Segment Open

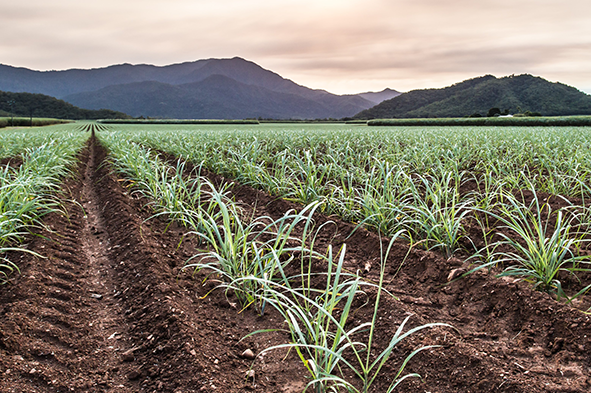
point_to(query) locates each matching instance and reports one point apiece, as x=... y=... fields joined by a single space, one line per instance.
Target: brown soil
x=108 y=311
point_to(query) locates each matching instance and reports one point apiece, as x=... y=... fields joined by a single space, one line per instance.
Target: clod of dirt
x=248 y=354
x=455 y=274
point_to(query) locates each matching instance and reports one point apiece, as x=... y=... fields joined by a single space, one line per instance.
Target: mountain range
x=475 y=97
x=204 y=89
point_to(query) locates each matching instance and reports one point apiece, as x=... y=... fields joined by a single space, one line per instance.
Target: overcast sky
x=343 y=46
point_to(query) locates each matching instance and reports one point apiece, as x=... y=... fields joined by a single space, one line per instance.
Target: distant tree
x=492 y=112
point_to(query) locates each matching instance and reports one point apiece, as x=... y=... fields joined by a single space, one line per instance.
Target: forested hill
x=511 y=94
x=40 y=105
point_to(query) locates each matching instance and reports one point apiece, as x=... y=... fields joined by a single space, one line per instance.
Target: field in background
x=340 y=230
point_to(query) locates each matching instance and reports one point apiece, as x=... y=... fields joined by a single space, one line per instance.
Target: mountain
x=40 y=105
x=511 y=94
x=378 y=97
x=200 y=89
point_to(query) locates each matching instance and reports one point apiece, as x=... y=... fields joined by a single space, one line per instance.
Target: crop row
x=28 y=192
x=251 y=257
x=431 y=185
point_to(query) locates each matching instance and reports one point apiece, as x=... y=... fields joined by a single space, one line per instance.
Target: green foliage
x=533 y=94
x=519 y=121
x=27 y=192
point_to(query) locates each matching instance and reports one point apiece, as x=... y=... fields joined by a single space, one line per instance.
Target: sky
x=343 y=46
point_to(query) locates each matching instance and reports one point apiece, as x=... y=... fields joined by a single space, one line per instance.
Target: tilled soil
x=109 y=310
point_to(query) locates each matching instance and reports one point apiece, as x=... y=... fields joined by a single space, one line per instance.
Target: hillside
x=216 y=97
x=190 y=91
x=511 y=94
x=40 y=105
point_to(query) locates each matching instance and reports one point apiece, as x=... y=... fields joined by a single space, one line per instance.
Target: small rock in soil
x=248 y=354
x=132 y=376
x=127 y=356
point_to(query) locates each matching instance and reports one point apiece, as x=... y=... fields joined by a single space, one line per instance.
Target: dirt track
x=107 y=311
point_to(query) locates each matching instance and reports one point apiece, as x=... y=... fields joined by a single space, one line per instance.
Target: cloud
x=342 y=46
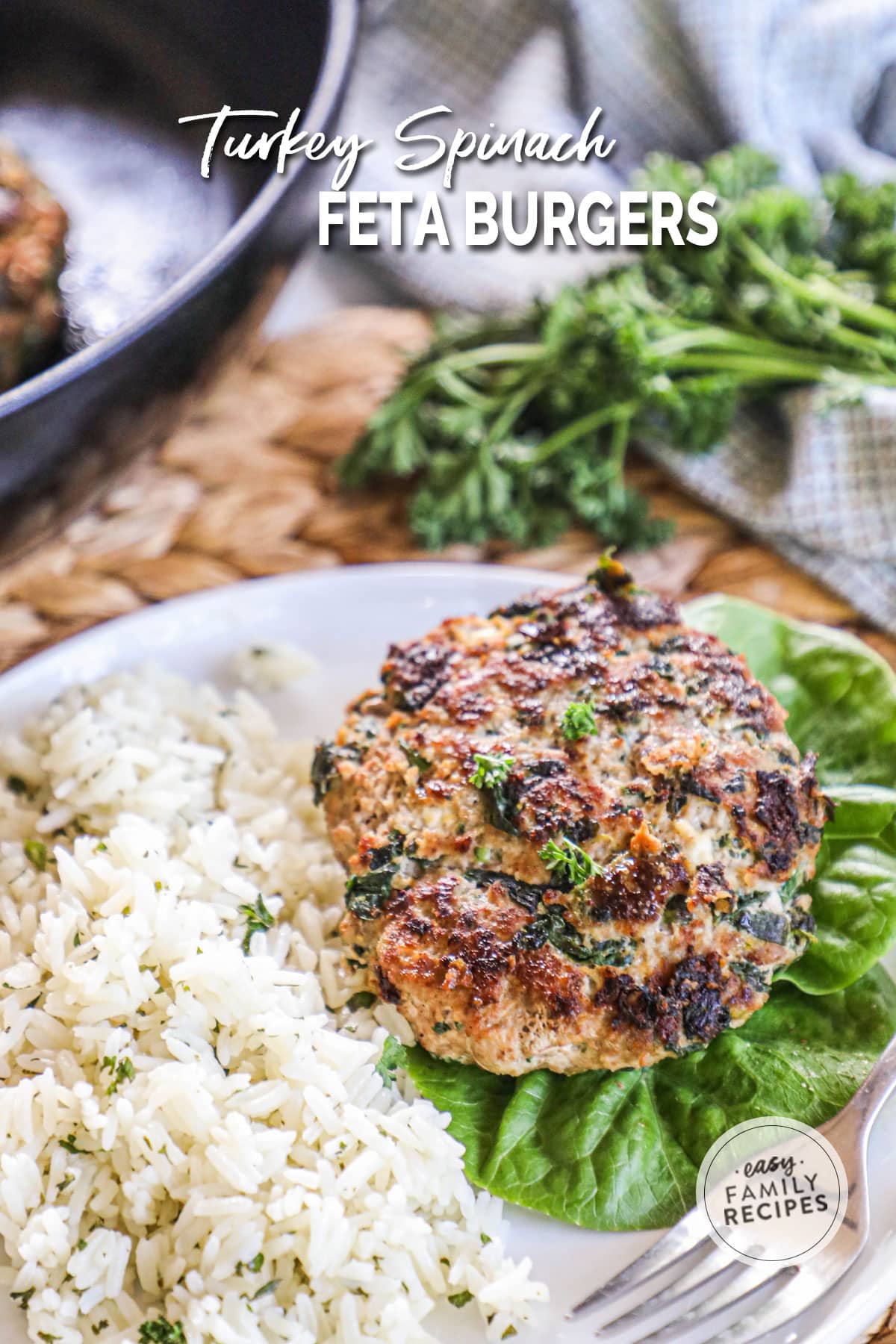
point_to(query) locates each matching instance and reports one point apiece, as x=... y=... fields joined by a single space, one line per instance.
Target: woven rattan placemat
x=245 y=488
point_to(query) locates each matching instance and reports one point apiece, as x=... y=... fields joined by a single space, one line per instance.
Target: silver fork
x=685 y=1289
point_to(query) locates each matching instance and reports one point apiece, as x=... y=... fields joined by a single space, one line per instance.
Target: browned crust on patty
x=697 y=816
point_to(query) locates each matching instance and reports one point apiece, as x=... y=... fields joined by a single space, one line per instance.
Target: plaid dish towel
x=812 y=81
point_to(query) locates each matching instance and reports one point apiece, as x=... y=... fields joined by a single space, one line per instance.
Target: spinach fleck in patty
x=576 y=833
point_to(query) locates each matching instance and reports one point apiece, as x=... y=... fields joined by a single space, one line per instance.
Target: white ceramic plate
x=347 y=617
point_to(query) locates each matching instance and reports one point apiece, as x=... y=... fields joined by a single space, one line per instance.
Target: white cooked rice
x=187 y=1130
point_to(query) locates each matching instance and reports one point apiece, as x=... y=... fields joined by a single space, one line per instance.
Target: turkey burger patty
x=33 y=252
x=576 y=833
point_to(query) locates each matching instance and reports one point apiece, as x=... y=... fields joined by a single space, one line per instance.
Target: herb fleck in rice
x=195 y=1142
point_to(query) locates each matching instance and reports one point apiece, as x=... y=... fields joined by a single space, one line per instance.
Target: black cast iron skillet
x=161 y=262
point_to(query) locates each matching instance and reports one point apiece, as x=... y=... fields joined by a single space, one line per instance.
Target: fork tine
x=657 y=1310
x=680 y=1249
x=709 y=1325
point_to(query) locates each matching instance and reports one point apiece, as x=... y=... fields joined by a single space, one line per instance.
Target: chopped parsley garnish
x=363 y=999
x=258 y=920
x=491 y=771
x=161 y=1332
x=578 y=721
x=391 y=1060
x=568 y=862
x=124 y=1068
x=37 y=853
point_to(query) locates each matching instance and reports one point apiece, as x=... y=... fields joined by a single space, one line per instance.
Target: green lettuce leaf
x=621 y=1151
x=853 y=893
x=839 y=692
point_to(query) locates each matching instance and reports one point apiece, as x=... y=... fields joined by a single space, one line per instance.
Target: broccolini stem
x=818 y=290
x=507 y=352
x=756 y=369
x=578 y=429
x=719 y=337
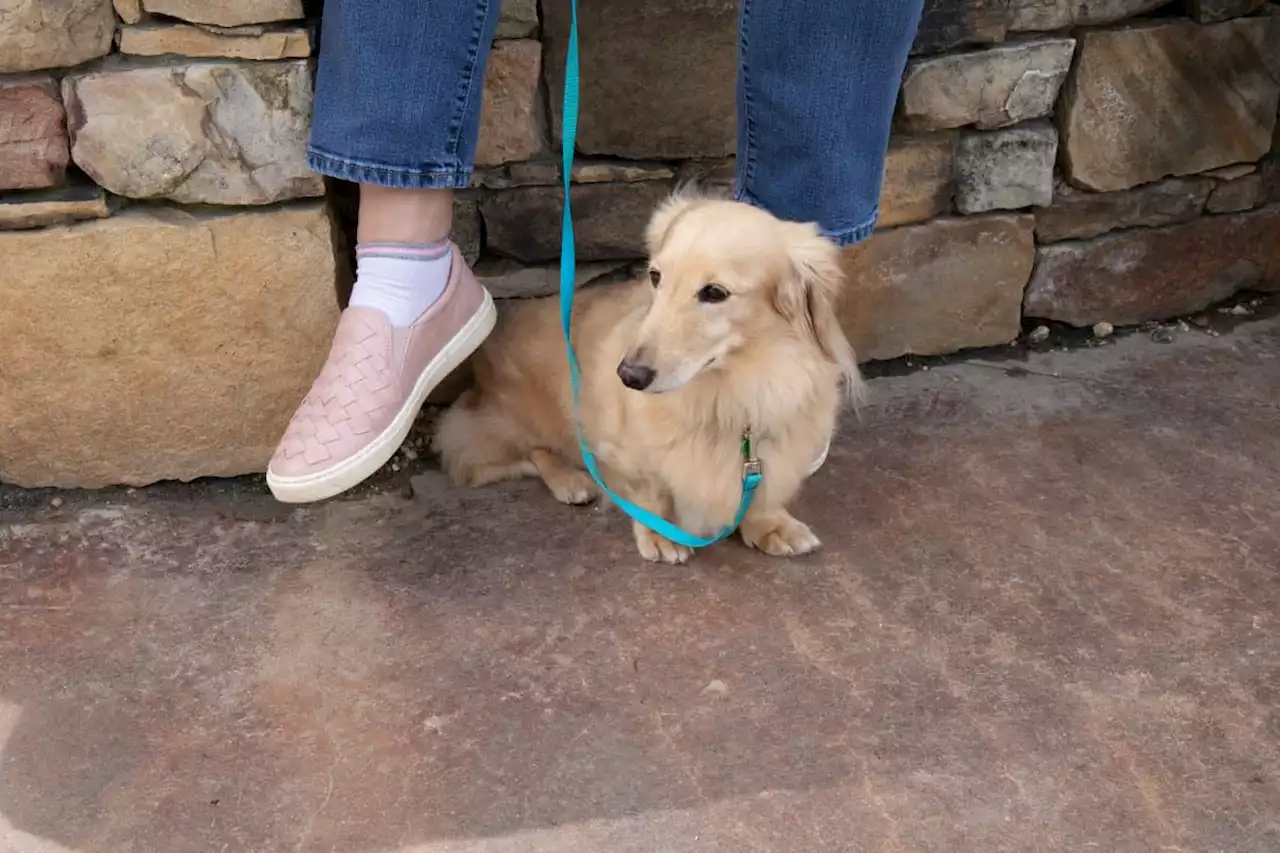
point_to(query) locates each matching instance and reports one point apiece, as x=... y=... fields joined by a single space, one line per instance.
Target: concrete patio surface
x=1046 y=617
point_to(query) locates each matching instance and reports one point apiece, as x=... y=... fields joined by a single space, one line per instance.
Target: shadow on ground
x=1045 y=617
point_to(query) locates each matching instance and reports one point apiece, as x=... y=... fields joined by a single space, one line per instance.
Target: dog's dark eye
x=712 y=293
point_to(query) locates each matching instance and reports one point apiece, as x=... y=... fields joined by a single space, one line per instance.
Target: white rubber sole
x=356 y=469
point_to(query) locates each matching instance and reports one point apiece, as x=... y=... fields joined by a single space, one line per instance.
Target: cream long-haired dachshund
x=734 y=329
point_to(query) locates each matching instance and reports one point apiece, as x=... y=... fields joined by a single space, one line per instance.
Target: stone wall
x=169 y=272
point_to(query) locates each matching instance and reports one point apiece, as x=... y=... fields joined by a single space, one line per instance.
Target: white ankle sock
x=401 y=279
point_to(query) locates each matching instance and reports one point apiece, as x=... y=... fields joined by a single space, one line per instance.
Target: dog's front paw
x=780 y=536
x=657 y=548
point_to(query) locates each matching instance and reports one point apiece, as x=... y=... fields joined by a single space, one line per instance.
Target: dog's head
x=730 y=278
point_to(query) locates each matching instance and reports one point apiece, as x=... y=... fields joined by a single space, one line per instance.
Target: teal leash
x=752 y=474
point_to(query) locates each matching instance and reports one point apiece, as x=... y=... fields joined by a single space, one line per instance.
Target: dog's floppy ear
x=664 y=218
x=809 y=295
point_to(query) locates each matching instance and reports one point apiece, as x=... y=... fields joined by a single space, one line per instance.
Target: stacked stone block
x=170 y=263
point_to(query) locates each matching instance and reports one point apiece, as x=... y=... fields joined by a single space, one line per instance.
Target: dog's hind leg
x=476 y=445
x=567 y=483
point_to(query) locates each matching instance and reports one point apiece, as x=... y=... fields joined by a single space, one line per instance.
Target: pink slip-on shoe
x=364 y=402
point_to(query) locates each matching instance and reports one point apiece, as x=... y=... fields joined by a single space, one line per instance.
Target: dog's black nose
x=636 y=377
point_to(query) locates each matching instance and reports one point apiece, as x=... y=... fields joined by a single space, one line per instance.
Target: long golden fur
x=769 y=357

Segment Closed

## Problem details:
Everything in the records goes into your answer exactly, except the pictures.

## Reply:
point_to(query) locates each matching instance and reports one point apiece, as x=... y=... fields joined by a single space, one line per instance.
Target: brown soil
x=108 y=311
point_to(query) locates each matching instance and reports one point apiece, as x=... y=... fields joined by a single space, one line per instance.
Target: clod of dirt
x=248 y=354
x=455 y=274
point_to(query) locates each matching instance and reports one point apiece, as x=... y=... fields joined by a single space, one line per instance.
Target: mountain range
x=475 y=97
x=204 y=89
point_to(query) locates each matching instance and reports one point apiece, as x=... y=... fields joined by a single space, one line per instance.
Target: overcast sky
x=343 y=46
point_to(query) locates each matching instance and reports one point apiece, as x=... y=... fields joined by a single space, one line per instance.
Target: distant tree
x=492 y=112
point_to(query) locates each matching instance and reports one point apiece, as x=... y=... fields joined by a single space, one line per instance.
Target: forested hill
x=511 y=94
x=40 y=105
point_to(query) locates each matching instance and reports one point apiece, as x=... y=... fields joined by a single space, one line per instance.
Target: field in background
x=340 y=230
point_to(query) locates each matching instance and reports one point apiece, as x=... y=... fields joined by a single space, one line per instance.
Target: mountain
x=40 y=105
x=511 y=94
x=378 y=97
x=200 y=89
point_to(query) locates each matching instance and reports one point apiece, as x=... y=... fields joined by a single space, one line per instance.
Target: crop row
x=28 y=192
x=251 y=257
x=431 y=185
point_to(query) locates each matching instance and reports one point apiece, as x=... y=... fields joined by a single space, one line per instance.
Target: green foliage
x=533 y=94
x=519 y=121
x=27 y=192
point_to(query) locates each matching instance and reports one point apiece, as x=... y=... fields joined by a single space, one line per instance.
Target: sky
x=343 y=46
point_to(query) locates each matching instance and reports one point apiece, as x=... y=... fields joined by a single space, one line per instance.
Target: tilled soil
x=109 y=310
point_to(query) locates each matching instance and reports one point apiece, as x=... y=... fields joined by a single space, one line per instance.
Target: hillside
x=216 y=97
x=190 y=91
x=511 y=94
x=40 y=105
point_to(query) locates each matching instance and reports one point apiece, as x=... y=... fields joined by a single space, one line per instance.
Target: small rock in soil
x=248 y=354
x=132 y=376
x=127 y=356
point_to(query) locates each matching instance and reports one point apiece, as x=... y=... fields joined by a single space, one line per instance.
Target: dirt track
x=107 y=311
point_to(query) locates each matching instance and reports one point apiece, as x=... y=... fields joined by a single space, one line per instance.
Target: cloud
x=342 y=46
point_to(query) locates each matching instance and reports one point apiece, as x=... y=... fields joined by a single space, one line per instance.
Target: woven rattan placemat
x=245 y=488
point_to(query) locates each matching instance and reports one point apiece, as x=... y=... fields joined by a single space, one line per instance.
Target: silver fork
x=685 y=1289
point_to(query) locates each matching instance and reports one point apiece, as x=... y=... fields joined by a single space, one line per instance.
Target: browned crust on patty
x=697 y=816
point_to(query) locates each matching instance and reports one point apiece, as x=... y=... fields joined by a single space, one line per instance.
Target: plaid dish towel
x=812 y=81
point_to(query) locates each matching instance and reports one point apiece, as x=... y=... fields joined by a single space, one line per instance.
Target: spinach fleck in patty
x=576 y=833
point_to(query) locates each matching instance and reports one point apiece, as x=... y=... fields joined by a single space, one line per instance.
Target: white ceramic plate
x=347 y=617
point_to(query) locates each matching instance and reports one point apiece, as x=... y=... fields joined by a single space, one line per instance.
Target: white cooked rice
x=187 y=1130
point_to(query) locates each matching instance and reports one point apiece, as x=... y=... fields joined by a single space, one line per instance.
Target: turkey burger patty
x=33 y=252
x=576 y=833
point_to(query) locates each matching instance and reports one point apiece, as x=... y=... fields joined by a single space, one line per instance.
Target: herb fleck in rice
x=195 y=1142
point_to(query) locates each matching instance and reports one point apiece, as x=... y=... fields joined by a single space, one line per instance.
Target: black cast iron skillet
x=161 y=262
point_to(query) locates each matching instance and reports one point apiece, as x=... y=... fields joined by a single space, one line per instance.
Target: fork tine
x=657 y=1310
x=680 y=1249
x=709 y=1325
point_to(query) locates each matching instance and reports one point apiece, as x=... y=... fields joined by a single space, one line per instance.
Target: chopped parsley garnish
x=363 y=999
x=258 y=920
x=491 y=771
x=161 y=1332
x=578 y=721
x=391 y=1060
x=568 y=862
x=124 y=1068
x=37 y=853
point_to(query) locates each matching instance and reports one point apiece, as x=... y=... fields joined by a single space, one line per instance.
Target: green lettuce leaf
x=621 y=1151
x=853 y=893
x=839 y=692
point_to(query) locates each matching instance and reports one point apiece, as x=... y=... fields joined by a single space, one line per instance.
Target: broccolini stem
x=818 y=290
x=507 y=352
x=756 y=369
x=578 y=429
x=719 y=337
point_to(query) locates each matching instance and reports one point apiece, as x=... y=... fields joined by a single space, one line per instance.
Target: concrete patio surface
x=1046 y=617
point_to(query) locates each matching instance and reports one point apiece, as x=... y=... fields joined by a single space, one line per instance.
Target: shadow on ground
x=1045 y=617
point_to(query) locates each matching instance and reports one point apiece, as x=... y=... fields joined by a single space, one line per instance.
Target: dog's dark eye
x=712 y=293
point_to(query) locates each matching instance and reports one point apiece, as x=... y=... fields joined by a single space, one line per instance.
Target: white rubber sole
x=356 y=469
point_to(query) locates each matching instance and reports one point apiece, as x=... y=... fields joined by a single space, one line per instance.
Target: cream long-haired dachshund
x=734 y=329
point_to(query) locates each matching instance and reports one point apiece, as x=... y=... fields joined by a single space, one line per instance.
Target: stone wall
x=169 y=272
point_to(query) locates each matching instance and reports one point apiece, as x=... y=... fields joined by a single space, one line per instance.
Target: white ankle sock
x=401 y=279
point_to(query) locates each matching instance and reports one point apiece, as x=... y=... fields joined by a single space, one line per instance.
Target: dog's front paw
x=780 y=536
x=657 y=548
point_to(query) locates each matching instance and reports one point apiece, as x=... y=... fields joined by a single space, one line per instance.
Target: dog's head
x=730 y=278
point_to(query) locates each matching instance and reports one point apiece, as x=... y=... fields joined by a single space, one line per instance.
Target: teal leash
x=752 y=474
point_to(query) locates each matching instance and reports one point apiece, as x=... y=... fields joined by a single space, one line per instance.
Target: dog's floppy ear
x=664 y=218
x=809 y=295
point_to(query) locates each matching instance and reports one point apiece, as x=... y=... fields joined by a single space, one line per instance.
Target: stacked stone block
x=170 y=263
point_to(query) locates each matching instance and reports one point apiece, as x=... y=... fields joined by a single space, one line per instance.
Target: dog's hind leg
x=476 y=445
x=567 y=483
point_to(query) locates each matching instance and reports one point apiece, as x=... y=... fields joined by a single space, one line per instance.
Target: pink slip-on shoe
x=364 y=402
point_to(query) locates each matching instance and reports one point apiece, as x=... y=... fields joined by a single space, one line per instance.
Target: dog's black nose
x=636 y=377
point_to(query) locates each matching instance and reports one point apiece, as x=... y=... fields joined by a single space, one line per instance.
Target: long golden fur
x=769 y=357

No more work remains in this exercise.